(Collected data)
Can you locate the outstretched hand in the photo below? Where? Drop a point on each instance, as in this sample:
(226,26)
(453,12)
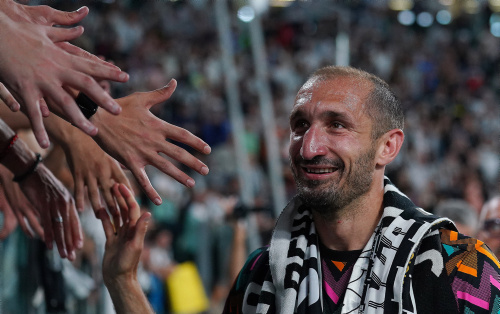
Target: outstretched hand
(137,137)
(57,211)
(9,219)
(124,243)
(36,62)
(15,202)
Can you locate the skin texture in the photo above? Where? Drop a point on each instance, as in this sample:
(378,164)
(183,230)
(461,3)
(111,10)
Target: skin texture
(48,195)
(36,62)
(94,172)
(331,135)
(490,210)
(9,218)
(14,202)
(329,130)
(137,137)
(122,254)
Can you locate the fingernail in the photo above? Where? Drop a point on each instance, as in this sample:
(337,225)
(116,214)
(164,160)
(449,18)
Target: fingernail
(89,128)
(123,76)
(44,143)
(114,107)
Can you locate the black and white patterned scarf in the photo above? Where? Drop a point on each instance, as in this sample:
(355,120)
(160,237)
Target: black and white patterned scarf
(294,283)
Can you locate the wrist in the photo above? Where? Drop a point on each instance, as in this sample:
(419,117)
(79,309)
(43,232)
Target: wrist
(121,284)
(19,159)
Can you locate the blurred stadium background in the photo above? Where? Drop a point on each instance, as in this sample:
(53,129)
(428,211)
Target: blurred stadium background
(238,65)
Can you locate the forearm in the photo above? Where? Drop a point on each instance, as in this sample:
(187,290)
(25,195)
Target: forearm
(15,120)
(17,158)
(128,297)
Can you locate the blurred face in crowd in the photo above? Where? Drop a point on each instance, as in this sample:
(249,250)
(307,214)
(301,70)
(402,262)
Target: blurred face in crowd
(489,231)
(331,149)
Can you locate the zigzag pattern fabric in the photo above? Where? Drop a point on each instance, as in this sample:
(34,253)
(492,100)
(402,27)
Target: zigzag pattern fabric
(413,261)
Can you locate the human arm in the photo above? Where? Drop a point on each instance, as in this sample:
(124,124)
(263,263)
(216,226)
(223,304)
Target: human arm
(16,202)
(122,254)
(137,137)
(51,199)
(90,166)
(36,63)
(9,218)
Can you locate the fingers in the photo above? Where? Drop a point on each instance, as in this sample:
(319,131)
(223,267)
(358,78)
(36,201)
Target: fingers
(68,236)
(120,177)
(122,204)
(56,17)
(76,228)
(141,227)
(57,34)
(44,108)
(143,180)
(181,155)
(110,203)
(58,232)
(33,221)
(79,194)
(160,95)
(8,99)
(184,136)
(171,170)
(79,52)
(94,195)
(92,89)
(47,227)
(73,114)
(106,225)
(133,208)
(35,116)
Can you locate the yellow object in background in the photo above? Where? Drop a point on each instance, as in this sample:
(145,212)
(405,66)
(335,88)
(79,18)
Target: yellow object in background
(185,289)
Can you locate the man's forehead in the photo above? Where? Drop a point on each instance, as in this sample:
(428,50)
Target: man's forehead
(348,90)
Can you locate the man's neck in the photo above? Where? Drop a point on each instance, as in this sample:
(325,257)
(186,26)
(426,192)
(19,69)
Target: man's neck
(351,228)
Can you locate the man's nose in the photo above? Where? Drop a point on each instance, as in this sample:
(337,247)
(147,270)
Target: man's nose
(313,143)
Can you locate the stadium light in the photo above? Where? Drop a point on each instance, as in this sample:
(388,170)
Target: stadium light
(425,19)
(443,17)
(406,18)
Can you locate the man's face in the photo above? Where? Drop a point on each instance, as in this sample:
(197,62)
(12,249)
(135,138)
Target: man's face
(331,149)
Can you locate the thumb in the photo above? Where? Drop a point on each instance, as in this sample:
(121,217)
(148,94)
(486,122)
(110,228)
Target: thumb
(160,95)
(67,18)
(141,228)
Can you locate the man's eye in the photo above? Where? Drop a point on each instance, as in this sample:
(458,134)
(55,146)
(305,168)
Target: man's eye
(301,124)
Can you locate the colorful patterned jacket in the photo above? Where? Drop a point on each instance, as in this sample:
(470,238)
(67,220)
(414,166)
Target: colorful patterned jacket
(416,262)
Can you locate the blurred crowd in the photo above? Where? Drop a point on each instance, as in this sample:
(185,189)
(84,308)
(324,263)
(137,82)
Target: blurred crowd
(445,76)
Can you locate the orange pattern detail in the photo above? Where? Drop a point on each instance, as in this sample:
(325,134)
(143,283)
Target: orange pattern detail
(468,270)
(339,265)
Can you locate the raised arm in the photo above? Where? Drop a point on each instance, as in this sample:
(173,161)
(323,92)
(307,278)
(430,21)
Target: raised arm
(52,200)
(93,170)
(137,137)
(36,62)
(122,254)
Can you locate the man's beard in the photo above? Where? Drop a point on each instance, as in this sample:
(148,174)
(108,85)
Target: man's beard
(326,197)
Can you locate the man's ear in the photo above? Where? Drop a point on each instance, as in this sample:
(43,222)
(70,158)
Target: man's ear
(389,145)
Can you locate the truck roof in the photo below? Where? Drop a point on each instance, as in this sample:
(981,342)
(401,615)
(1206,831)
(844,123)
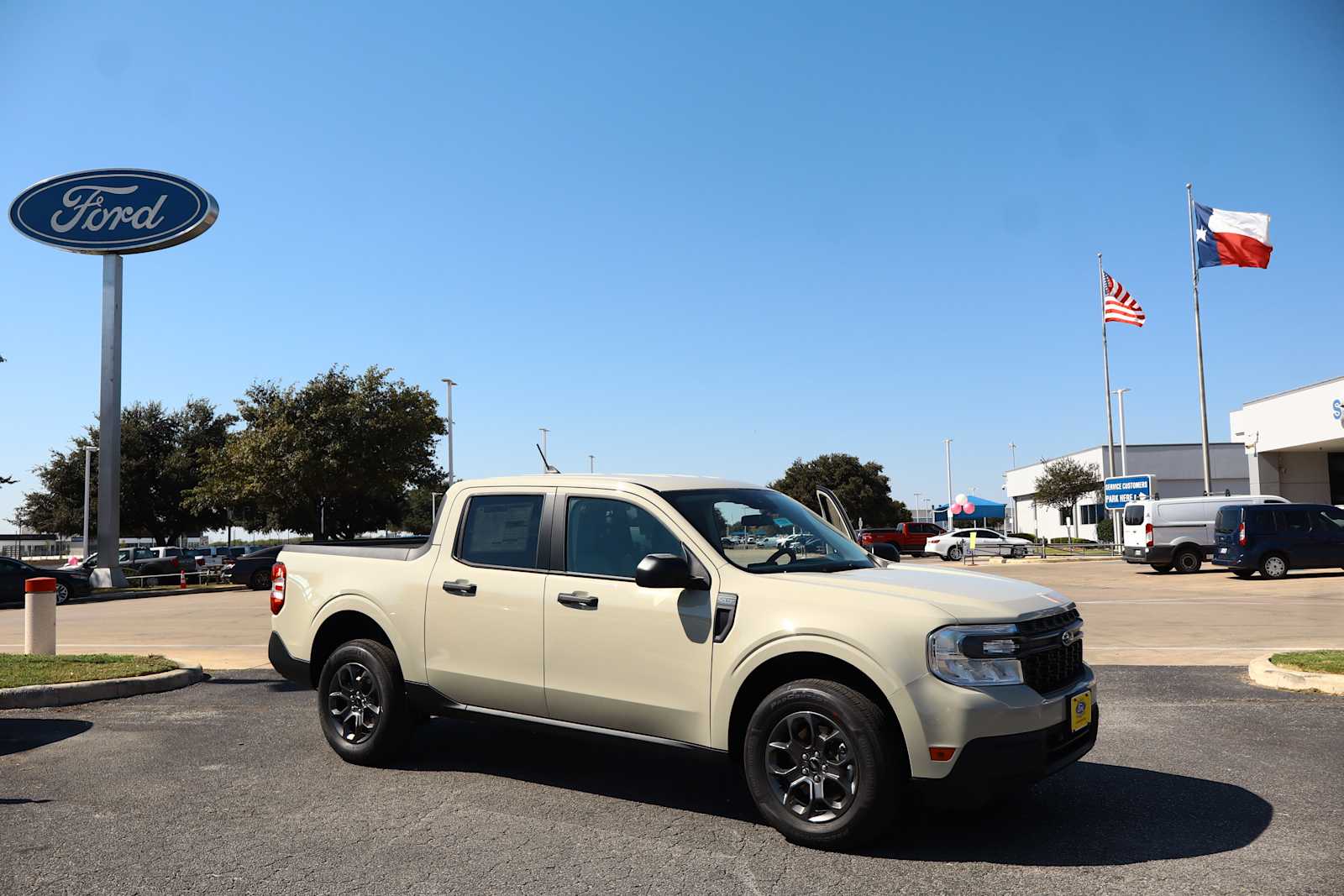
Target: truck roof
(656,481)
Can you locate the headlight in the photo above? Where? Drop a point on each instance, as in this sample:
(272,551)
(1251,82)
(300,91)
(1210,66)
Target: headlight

(WORK ORDER) In the records above, how many lines include "below"? Give that number and nothing more.

(RESPONSE TO THE TASK) 2